• Do this: Edit the lines from the line with "Acting as a detection engine, scan the image provided below" to the line with "(76, 35), (94, 43)" by replacing "cumulus cloud" with "white cloud", keeping everything else unchanged, and give back only those lines. Leave the pictures out of your answer.

• Dataset extract:
=======

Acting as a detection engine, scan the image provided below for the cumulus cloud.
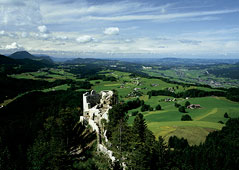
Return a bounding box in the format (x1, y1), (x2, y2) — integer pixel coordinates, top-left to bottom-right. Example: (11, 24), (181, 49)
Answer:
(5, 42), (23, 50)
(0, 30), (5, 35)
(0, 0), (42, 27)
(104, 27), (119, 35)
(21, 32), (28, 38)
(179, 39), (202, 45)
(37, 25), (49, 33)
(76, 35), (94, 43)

=======

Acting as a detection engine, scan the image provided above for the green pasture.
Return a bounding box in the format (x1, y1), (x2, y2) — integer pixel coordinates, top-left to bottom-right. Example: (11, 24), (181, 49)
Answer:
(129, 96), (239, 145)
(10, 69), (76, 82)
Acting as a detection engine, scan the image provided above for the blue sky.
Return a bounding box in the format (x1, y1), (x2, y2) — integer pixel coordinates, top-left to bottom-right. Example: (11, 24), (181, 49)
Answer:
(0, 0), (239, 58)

=======

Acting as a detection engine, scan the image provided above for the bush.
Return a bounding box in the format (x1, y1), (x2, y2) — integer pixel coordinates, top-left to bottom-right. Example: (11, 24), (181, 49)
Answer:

=======

• Complete response:
Acting as a detection engine, scan the image provided below for the white cloud.
Return a bounding box in the format (x1, y1), (x2, y2) — integer pixel coordinates, top-left to bottom-right. Example: (11, 24), (181, 49)
Answer:
(5, 42), (23, 50)
(0, 30), (5, 35)
(0, 0), (42, 27)
(104, 27), (119, 35)
(21, 32), (28, 38)
(179, 39), (202, 45)
(37, 25), (49, 33)
(76, 35), (94, 43)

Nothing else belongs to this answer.